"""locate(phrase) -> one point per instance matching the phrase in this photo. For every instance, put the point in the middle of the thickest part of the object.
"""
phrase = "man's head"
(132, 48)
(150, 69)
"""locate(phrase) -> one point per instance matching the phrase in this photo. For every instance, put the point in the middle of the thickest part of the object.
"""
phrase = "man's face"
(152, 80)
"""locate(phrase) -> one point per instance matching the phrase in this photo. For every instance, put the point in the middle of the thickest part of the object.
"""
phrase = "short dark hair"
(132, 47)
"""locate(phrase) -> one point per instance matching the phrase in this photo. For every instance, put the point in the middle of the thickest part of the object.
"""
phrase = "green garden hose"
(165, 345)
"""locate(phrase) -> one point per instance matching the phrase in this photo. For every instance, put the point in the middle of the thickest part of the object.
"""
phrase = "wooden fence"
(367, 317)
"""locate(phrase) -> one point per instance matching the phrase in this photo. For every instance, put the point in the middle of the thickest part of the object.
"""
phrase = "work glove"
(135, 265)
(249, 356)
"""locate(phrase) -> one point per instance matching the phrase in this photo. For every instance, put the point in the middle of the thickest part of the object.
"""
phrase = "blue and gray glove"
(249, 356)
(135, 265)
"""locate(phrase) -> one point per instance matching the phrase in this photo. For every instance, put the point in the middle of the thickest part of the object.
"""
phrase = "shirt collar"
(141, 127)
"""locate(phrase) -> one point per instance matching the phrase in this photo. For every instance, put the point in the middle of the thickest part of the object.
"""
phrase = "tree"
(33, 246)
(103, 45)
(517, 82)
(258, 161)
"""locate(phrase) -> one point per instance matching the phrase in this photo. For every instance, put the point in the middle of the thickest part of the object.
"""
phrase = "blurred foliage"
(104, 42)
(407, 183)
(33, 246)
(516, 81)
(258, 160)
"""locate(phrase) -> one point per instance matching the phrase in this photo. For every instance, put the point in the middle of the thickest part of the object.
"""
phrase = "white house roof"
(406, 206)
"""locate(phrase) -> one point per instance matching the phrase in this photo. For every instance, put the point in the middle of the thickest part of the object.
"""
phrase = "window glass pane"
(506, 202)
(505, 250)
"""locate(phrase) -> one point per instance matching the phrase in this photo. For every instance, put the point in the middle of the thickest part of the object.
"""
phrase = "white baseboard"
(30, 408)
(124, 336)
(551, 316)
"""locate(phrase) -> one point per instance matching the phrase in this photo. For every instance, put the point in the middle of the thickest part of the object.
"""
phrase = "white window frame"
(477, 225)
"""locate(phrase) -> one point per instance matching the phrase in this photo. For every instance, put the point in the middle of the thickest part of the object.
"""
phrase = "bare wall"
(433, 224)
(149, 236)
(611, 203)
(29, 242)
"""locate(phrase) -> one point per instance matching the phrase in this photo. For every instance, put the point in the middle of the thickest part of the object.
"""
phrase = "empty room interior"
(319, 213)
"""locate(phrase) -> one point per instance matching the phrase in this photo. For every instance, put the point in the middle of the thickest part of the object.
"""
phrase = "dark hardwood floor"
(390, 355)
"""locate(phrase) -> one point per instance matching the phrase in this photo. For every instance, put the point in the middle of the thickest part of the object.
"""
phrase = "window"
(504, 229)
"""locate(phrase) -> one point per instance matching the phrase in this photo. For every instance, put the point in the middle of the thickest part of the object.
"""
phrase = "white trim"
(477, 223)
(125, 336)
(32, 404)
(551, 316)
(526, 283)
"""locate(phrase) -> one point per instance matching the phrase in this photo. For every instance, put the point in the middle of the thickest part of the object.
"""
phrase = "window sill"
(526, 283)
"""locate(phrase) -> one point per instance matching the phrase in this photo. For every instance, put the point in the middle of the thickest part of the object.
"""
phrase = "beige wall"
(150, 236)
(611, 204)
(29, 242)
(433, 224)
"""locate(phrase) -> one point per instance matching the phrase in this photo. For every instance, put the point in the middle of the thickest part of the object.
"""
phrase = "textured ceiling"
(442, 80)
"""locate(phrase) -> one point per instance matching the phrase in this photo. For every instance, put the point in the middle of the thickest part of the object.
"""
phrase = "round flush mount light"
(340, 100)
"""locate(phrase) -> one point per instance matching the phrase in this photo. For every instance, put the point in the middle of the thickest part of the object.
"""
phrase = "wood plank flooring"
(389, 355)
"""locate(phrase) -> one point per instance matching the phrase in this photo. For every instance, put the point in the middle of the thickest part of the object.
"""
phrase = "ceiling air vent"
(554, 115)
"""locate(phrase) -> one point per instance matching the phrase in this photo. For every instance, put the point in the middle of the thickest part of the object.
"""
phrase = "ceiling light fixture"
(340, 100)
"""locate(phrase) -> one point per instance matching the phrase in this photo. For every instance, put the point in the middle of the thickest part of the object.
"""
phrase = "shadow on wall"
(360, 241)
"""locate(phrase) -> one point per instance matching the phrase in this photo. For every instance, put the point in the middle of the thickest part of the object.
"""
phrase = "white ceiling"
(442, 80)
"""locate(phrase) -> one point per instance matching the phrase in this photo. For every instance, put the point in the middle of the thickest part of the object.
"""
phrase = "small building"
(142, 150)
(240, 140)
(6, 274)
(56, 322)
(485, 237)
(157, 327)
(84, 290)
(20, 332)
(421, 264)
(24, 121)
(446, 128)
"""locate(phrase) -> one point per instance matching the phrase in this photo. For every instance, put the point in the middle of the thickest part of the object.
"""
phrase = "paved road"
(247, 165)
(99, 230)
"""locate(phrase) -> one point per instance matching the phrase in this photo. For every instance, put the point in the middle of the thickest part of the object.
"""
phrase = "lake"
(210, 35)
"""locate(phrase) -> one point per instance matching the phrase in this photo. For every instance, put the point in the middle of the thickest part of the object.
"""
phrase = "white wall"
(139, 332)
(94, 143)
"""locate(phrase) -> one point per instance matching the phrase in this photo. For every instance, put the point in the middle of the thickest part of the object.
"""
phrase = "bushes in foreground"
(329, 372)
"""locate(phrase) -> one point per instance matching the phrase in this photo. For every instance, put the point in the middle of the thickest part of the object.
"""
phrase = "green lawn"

★ ★ ★

(Set task)
Retype the listing above in full, with no alterations.

(Completed task)
"""locate(phrase) -> one point per instance matching the phrase in this photo. For every instance, put the point in the middle of the thickest part of the object.
"""
phrase = "man's head"
(132, 48)
(150, 69)
"""locate(phrase) -> one point per instance matching the phrase in this photo. For every instance, put the point in the middle of the thickest part of the object.
"""
phrase = "man's face"
(152, 80)
"""locate(phrase) -> one point per instance matching the phrase in this photo. For every instance, put the point in the middle of the thickest part of the object.
"""
phrase = "short dark hair"
(132, 47)
"""locate(phrase) -> one point per instance matching the phrase in this photo. For every instance, put the point in the middle of the thickest part of the object.
"""
phrase = "green garden hose"
(165, 345)
"""locate(phrase) -> one point per instance matching the phrase in this photo. For every instance, put the point in the middle of the thickest part of the object.
"""
phrase = "wooden fence"
(367, 317)
"""locate(phrase) -> one point per instance matching the phrase in this photo. For every instance, put the point in the middle of the thickest part of the object.
"""
phrase = "work glove"
(135, 265)
(249, 356)
"""locate(phrase) -> one point per instance matching the phrase in this photo. For every instance, put the point in the middle of the thickest part of the object.
"""
phrase = "blue and gray glove"
(249, 356)
(135, 265)
"""locate(phrase) -> one point per instance matching the phrase in this photo. For every instance, put the point in the middle of the thickest part of the object.
"""
phrase = "shirt collar"
(141, 127)
"""locate(phrase) -> one point per instance matching the phrase in this photo. For every instance, put the point in the middle of the thickest part of the object.
"""
phrase = "tree"
(33, 246)
(103, 45)
(517, 82)
(258, 161)
"""locate(phrase) -> one point per instance matching the phrase in this photo. For every instance, put the point in the middle of the thickest part of the object.
"""
phrase = "blurred foliage"
(104, 42)
(407, 183)
(33, 246)
(516, 81)
(258, 160)
"""locate(phrase) -> one point per instance matching the phrase in this photo. For every instance, put the point in the middle of the thickest part of the object.
"""
phrase = "white house roof"
(406, 206)
"""locate(phrase) -> one point per instance matching the phrase in this photo. For every instance, put the point in the middle of the thickest part of the object.
"""
phrase = "window glass pane"
(506, 202)
(505, 250)
"""locate(phrase) -> one point per instance matching the phrase in this photo. For every instance, put the point in the middle of the thickest part of the object.
"""
phrase = "white baseboard"
(30, 408)
(124, 336)
(551, 316)
"""locate(phrase) -> one point per instance matching the phrase in this photo. For every instance, put the point in the middle of the thickest part of the object.
"""
phrase = "white window frame"
(477, 225)
"""locate(phrase) -> one point per instance matching the phrase in this photo. For every instance, put the point in the middle of the thickest part of the object.
"""
phrase = "bare wall"
(433, 224)
(149, 236)
(611, 203)
(29, 242)
"""locate(phrase) -> one point per instance matching the phrase in this photo. For every instance, put the point in the middle of the thickest part of the object.
"""
phrase = "empty room interior"
(319, 213)
"""locate(phrase) -> one point per instance matching the phrase in this photo. For every instance, put the point in the middle of the thickest part of the object.
"""
phrase = "dark hardwood floor"
(390, 355)
"""locate(phrase) -> one point per instance matching the phrase in this photo. For every instance, put the point in the middle of the thickest part of the object.
"""
phrase = "window"
(504, 229)
"""locate(phrase) -> one point per instance matching the phrase in this photo. For every instance, put the point in the middle of the thickest part of the object.
"""
phrase = "white trim"
(477, 223)
(125, 336)
(32, 404)
(551, 316)
(526, 283)
"""locate(phrase) -> one point per instance matching the phrase in this photo. For every instance, put the point in the middle of the thickest part of the object.
"""
phrase = "window sill"
(526, 283)
"""locate(phrase) -> one point per instance matching the phrase in this photo. For every instance, put the point in the middle of the thickest part of the object.
"""
phrase = "beige wall"
(150, 236)
(611, 204)
(29, 242)
(433, 224)
"""locate(phrase) -> one point per instance matching the phrase in this photo. For every instance, put the point in the middle of the thickest part of the object.
"""
phrase = "textured ceiling"
(442, 80)
"""locate(phrase) -> one point per instance matching the phrase in this photo. For every instance, put the point in the middle of the thickest part of the object.
"""
phrase = "round flush mount light"
(340, 100)
"""locate(phrase) -> one point per instance matching the phrase in this photo. For every instance, put the point in the middle of the thickest part of the object.
"""
phrase = "wood plank flooring"
(389, 355)
"""locate(phrase) -> one point per instance matching the phrase in this photo. For every instance, put the point in the middle of the thickest part of the object.
"""
phrase = "ceiling air vent"
(554, 115)
"""locate(phrase) -> one point per instance matching the phrase in this photo. For every instance, put the point in the middle of the thickest part of the object.
"""
phrase = "ceiling light fixture"
(340, 100)
"""locate(phrase) -> one point per instance matching the phrase in this photo. For every instance, put the point in the middle of the thickest part of the object.
"""
phrase = "shadow on wall"
(360, 241)
"""locate(phrase) -> one point per instance matching the phrase in this photo. For every instance, put the point in the middle of the thickest part of the object.
"""
phrase = "white ceiling"
(442, 80)
"""locate(phrase) -> one point per instance matching the phrase in this photo. For every instance, put the point in the middle of the thickest part of the object.
"""
phrase = "small building"
(142, 150)
(240, 140)
(6, 274)
(56, 322)
(485, 237)
(157, 327)
(84, 290)
(20, 332)
(421, 264)
(24, 121)
(446, 128)
"""locate(phrase) -> one point per instance matching the phrase in this photo. For every instance, put the point in the middle of the thickest part of the object.
"""
phrase = "paved road"
(247, 165)
(99, 230)
"""locate(phrase) -> one point per instance matching the phrase in this photo. For every instance, put the point in the middle of the thickest part of the object.
"""
phrase = "lake"
(210, 35)
"""locate(phrase) -> one point per instance matching the phrase in this photo. For every instance, put the point in the middle of the thickest part of the object.
"""
phrase = "white wall"
(139, 332)
(94, 143)
"""locate(phrase) -> one point per instance matching the phrase in this photo. For every instance, put the point in the middle of the thickest part of the object.
"""
phrase = "bushes in foreground"
(329, 372)
"""locate(phrase) -> one point per instance matching the phrase in this photo. For every instance, put the point in the middle of the thickest part of the object.
"""
phrase = "green lawn"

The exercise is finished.